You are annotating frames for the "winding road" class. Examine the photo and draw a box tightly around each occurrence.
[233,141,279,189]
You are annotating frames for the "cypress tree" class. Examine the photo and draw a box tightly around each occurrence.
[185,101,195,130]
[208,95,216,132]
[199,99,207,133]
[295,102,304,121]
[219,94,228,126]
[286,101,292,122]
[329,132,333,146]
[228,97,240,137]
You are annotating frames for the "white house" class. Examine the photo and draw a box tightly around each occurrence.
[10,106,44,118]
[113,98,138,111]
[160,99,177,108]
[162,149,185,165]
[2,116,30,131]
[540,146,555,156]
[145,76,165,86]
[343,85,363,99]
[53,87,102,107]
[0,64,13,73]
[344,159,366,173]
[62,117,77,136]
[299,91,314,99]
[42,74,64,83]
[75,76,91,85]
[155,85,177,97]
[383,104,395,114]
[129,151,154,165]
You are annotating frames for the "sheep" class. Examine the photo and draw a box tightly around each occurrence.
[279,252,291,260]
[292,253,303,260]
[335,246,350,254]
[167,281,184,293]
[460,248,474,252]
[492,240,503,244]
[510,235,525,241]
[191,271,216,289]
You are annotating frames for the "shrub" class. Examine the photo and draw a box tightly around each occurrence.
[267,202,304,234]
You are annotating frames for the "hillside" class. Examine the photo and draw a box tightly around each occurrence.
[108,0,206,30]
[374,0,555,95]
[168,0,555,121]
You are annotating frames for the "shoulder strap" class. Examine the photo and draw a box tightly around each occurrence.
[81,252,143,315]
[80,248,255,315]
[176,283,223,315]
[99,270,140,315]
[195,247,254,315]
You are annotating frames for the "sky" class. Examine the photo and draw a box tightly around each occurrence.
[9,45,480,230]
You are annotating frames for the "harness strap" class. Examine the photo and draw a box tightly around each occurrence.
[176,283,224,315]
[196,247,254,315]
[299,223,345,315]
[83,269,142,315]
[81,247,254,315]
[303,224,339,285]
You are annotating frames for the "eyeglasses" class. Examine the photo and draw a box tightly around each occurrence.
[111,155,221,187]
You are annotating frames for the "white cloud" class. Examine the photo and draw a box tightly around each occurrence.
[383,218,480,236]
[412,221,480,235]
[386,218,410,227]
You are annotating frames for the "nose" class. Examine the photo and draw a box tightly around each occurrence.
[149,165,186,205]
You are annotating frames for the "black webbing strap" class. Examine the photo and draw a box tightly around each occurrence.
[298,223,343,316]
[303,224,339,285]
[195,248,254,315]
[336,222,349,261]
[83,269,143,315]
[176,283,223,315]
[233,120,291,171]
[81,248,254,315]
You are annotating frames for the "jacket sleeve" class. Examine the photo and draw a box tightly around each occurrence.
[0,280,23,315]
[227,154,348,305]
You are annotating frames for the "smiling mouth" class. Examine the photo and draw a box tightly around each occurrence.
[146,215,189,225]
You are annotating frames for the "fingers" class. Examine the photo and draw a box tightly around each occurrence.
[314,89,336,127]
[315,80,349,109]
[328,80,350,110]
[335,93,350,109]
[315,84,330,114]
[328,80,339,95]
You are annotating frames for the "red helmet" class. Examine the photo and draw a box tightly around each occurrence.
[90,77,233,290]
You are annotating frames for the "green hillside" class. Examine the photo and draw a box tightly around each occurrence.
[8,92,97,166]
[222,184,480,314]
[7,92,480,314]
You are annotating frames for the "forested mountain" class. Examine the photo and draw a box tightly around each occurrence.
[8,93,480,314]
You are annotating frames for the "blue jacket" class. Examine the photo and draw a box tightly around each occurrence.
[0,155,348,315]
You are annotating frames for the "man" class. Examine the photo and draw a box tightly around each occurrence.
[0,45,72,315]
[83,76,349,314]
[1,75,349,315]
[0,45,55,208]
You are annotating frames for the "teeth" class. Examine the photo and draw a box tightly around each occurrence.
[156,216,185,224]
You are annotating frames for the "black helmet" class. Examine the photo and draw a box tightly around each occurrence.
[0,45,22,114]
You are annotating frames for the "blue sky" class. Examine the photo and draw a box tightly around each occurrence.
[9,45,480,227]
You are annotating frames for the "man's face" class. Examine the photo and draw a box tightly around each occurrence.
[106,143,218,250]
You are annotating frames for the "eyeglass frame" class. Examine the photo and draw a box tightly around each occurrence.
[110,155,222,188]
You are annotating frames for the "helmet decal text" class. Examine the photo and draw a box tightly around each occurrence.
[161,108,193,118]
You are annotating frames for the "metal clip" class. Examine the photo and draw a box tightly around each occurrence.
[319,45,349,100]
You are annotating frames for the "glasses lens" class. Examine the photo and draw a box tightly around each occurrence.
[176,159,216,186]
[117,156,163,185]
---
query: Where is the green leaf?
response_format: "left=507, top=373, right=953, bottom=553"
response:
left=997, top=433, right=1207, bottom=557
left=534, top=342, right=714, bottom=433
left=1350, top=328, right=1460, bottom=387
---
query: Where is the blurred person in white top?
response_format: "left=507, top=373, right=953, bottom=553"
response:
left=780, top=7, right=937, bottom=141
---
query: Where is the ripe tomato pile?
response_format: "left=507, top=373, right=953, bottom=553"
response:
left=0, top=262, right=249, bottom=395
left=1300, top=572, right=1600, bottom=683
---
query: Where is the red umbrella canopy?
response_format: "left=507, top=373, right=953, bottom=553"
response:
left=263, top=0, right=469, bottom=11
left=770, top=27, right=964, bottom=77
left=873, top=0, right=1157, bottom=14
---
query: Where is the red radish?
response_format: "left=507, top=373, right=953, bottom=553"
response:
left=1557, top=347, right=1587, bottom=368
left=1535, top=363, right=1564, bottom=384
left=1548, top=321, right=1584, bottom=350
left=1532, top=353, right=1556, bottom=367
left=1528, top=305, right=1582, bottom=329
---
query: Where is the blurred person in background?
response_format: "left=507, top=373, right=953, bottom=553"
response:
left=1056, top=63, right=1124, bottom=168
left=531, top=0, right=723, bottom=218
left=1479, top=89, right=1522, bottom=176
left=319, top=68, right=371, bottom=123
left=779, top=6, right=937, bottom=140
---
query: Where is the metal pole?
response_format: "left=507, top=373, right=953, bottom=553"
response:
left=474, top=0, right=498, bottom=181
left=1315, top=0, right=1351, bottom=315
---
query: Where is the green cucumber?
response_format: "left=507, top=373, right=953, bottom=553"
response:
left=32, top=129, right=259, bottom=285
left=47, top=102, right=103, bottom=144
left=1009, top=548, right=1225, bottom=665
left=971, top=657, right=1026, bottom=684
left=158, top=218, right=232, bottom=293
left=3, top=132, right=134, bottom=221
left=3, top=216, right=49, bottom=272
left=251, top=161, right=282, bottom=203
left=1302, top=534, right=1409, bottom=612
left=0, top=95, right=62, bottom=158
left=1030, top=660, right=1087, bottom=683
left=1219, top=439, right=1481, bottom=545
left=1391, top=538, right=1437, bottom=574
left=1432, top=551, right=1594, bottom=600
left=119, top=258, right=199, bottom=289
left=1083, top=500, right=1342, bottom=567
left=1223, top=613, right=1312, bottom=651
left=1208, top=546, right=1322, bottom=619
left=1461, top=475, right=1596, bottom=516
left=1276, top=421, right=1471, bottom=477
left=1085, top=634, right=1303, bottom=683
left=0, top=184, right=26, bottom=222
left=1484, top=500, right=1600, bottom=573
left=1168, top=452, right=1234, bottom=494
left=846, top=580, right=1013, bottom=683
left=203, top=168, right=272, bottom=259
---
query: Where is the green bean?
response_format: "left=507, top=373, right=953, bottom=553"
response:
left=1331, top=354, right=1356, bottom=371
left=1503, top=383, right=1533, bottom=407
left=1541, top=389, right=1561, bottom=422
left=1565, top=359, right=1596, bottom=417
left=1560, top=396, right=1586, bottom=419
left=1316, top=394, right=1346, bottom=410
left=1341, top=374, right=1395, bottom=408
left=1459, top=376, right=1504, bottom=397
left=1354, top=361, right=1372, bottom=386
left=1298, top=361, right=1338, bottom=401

────────────────────

» What to do:
Of all the lines in the entries, count those with the string "person", and report only that number.

» Task output:
2